### Aufgabe
Kopiere bitte unverändert die Zeilen von der Zeile mit „For every instance of the gray“ bis zur Zeile mit „pixel 105 81“, beide eingeschlossen.

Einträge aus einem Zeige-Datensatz

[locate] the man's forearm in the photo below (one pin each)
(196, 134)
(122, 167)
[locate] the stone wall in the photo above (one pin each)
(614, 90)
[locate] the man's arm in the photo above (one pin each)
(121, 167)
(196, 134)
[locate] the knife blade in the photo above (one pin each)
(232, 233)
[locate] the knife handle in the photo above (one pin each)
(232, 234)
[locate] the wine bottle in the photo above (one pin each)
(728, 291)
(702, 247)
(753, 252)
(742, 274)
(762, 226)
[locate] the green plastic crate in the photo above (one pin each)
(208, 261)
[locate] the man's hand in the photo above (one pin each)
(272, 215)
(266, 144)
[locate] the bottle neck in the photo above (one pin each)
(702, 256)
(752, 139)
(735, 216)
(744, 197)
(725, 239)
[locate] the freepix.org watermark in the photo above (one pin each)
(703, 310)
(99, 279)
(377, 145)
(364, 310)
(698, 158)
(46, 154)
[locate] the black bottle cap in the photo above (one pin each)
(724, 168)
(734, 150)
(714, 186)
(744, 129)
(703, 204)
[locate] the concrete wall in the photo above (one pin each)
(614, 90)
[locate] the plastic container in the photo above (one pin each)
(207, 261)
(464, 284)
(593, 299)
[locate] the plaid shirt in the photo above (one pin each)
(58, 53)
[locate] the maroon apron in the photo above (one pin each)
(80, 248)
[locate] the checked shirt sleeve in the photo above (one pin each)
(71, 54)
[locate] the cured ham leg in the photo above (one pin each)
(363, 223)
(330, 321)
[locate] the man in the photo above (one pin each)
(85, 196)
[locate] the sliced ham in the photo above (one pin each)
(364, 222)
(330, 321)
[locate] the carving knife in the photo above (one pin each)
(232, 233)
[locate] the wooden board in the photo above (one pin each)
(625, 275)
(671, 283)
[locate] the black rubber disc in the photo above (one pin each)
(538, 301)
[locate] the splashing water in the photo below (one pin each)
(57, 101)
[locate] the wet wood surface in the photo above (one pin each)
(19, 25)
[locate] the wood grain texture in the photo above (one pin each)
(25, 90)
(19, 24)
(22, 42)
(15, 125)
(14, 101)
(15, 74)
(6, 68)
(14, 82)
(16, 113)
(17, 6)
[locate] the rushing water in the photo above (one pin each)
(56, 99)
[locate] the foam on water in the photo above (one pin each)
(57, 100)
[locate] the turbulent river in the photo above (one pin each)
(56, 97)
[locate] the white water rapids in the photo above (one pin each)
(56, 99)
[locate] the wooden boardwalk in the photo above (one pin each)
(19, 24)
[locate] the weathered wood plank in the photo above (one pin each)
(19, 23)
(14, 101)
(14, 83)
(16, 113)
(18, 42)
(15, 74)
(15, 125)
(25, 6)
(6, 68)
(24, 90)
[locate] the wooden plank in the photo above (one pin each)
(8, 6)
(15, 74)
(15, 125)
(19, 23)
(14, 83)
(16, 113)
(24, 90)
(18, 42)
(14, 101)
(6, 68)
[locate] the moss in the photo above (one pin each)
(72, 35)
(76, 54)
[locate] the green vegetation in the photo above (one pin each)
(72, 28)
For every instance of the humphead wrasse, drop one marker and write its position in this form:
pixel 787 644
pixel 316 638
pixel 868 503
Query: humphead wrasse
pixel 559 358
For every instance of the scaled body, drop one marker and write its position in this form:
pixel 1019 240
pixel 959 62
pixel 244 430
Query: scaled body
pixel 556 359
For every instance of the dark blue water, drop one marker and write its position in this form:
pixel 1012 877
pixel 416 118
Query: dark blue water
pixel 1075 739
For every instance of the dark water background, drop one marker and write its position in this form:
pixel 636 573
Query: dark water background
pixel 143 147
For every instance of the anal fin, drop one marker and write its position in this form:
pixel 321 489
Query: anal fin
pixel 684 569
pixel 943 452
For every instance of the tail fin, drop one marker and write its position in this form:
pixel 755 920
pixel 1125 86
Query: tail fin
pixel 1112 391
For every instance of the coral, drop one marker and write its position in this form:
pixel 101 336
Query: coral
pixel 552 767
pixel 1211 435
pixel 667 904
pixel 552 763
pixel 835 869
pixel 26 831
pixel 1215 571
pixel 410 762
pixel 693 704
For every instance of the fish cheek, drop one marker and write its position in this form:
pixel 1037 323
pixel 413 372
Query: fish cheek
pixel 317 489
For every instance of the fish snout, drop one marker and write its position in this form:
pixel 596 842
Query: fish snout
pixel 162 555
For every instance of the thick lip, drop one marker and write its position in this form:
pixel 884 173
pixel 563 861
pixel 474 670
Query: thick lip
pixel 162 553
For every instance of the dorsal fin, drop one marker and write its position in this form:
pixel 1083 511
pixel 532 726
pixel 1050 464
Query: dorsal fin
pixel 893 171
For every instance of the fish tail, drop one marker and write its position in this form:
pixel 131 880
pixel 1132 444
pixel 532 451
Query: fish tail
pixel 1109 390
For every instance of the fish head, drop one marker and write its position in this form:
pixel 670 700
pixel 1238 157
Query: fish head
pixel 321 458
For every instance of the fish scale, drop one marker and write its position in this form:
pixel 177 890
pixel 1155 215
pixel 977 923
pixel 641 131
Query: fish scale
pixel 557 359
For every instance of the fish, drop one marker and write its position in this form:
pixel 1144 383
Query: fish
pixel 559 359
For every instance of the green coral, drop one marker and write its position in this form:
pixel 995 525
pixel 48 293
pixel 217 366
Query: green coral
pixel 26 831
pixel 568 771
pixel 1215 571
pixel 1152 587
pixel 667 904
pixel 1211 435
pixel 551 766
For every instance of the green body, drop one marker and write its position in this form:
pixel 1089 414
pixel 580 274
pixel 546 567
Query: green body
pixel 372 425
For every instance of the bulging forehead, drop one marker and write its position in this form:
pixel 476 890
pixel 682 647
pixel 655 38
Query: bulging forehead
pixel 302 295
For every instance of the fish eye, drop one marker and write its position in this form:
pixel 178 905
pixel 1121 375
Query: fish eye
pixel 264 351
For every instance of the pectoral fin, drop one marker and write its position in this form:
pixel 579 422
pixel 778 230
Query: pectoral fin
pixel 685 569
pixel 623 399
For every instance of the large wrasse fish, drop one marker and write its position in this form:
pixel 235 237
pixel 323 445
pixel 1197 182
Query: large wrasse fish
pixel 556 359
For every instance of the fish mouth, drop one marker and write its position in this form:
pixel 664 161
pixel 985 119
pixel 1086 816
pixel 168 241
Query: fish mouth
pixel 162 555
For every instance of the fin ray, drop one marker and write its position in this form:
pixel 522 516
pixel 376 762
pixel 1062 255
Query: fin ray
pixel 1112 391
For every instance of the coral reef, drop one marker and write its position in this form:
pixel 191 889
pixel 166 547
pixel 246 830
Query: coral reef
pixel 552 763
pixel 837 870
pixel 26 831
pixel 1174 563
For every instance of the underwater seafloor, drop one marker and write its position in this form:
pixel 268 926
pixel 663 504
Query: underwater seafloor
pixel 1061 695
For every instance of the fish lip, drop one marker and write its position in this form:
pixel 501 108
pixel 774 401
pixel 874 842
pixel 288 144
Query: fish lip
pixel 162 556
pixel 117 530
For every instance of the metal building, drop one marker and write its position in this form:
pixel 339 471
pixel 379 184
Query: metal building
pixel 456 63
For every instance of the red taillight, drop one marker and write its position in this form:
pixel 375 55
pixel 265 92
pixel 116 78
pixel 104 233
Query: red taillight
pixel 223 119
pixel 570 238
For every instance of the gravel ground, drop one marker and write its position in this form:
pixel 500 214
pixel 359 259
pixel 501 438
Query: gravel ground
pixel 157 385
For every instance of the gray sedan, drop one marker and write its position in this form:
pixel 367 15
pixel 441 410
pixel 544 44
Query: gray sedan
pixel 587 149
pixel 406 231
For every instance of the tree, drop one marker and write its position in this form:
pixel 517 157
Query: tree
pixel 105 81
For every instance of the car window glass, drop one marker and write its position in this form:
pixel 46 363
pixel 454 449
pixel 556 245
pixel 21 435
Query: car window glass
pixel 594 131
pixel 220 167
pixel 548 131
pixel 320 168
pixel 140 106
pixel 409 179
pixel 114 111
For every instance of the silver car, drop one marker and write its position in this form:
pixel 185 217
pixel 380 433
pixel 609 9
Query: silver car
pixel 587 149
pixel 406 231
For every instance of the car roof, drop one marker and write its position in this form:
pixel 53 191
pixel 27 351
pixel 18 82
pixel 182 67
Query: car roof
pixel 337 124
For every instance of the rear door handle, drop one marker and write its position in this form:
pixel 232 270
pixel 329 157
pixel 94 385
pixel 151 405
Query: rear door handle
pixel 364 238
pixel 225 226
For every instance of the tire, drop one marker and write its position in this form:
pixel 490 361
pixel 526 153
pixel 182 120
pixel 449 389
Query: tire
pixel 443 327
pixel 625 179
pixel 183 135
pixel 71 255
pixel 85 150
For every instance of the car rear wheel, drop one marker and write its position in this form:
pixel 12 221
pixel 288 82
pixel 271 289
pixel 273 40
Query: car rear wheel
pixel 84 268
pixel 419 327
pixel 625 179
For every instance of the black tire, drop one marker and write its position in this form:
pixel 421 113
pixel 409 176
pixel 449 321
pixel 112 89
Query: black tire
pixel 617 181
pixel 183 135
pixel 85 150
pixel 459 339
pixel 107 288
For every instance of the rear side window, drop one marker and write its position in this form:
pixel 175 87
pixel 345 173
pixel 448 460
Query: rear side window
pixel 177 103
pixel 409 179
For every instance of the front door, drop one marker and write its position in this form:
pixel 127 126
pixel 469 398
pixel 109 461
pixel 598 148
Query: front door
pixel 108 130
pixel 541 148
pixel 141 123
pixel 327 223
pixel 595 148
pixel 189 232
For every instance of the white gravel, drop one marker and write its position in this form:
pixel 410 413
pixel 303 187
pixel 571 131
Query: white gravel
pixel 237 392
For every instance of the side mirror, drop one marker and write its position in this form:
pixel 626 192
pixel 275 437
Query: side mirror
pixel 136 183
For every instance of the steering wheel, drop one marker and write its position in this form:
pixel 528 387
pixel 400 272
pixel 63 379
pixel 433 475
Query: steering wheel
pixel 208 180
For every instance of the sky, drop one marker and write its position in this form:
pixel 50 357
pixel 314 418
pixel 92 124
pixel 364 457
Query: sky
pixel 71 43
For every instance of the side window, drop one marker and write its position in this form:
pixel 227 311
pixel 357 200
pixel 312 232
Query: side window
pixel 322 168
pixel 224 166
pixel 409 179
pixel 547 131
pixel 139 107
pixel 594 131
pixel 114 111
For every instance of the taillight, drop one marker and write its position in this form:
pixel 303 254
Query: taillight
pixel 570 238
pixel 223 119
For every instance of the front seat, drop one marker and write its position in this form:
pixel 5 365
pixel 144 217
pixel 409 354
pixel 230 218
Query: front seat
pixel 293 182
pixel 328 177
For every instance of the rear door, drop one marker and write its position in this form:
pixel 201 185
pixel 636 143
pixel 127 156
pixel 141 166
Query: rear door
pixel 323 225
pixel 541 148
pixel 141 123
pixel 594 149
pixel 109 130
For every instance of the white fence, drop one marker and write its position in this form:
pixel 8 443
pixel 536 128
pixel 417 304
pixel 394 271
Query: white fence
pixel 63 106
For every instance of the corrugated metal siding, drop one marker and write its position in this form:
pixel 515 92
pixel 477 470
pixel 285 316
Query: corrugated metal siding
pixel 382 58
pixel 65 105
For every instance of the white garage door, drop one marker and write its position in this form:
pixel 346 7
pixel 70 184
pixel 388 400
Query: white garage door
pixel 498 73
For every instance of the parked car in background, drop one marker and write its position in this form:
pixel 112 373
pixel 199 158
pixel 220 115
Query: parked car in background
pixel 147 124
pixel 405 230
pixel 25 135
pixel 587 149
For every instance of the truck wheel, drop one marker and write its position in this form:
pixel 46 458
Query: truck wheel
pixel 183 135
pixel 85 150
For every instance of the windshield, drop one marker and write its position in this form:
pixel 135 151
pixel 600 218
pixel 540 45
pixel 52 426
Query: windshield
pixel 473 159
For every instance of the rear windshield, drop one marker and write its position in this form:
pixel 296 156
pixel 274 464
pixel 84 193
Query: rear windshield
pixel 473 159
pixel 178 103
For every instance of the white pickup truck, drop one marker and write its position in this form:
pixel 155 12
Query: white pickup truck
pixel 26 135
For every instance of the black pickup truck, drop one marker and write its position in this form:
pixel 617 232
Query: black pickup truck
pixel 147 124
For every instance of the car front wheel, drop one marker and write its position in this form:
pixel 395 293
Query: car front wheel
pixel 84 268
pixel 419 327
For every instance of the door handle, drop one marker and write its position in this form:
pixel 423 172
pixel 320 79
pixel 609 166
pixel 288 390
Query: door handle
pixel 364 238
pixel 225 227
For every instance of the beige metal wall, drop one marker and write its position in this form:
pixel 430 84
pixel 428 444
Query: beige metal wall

### Ergebnis
For every instance of the gray sedan, drop one marker and write its position in this form:
pixel 367 15
pixel 441 410
pixel 544 44
Query: gray sedan
pixel 587 149
pixel 406 231
For every instance of the tree, drop one marker and write its position in this form:
pixel 517 157
Query: tree
pixel 105 81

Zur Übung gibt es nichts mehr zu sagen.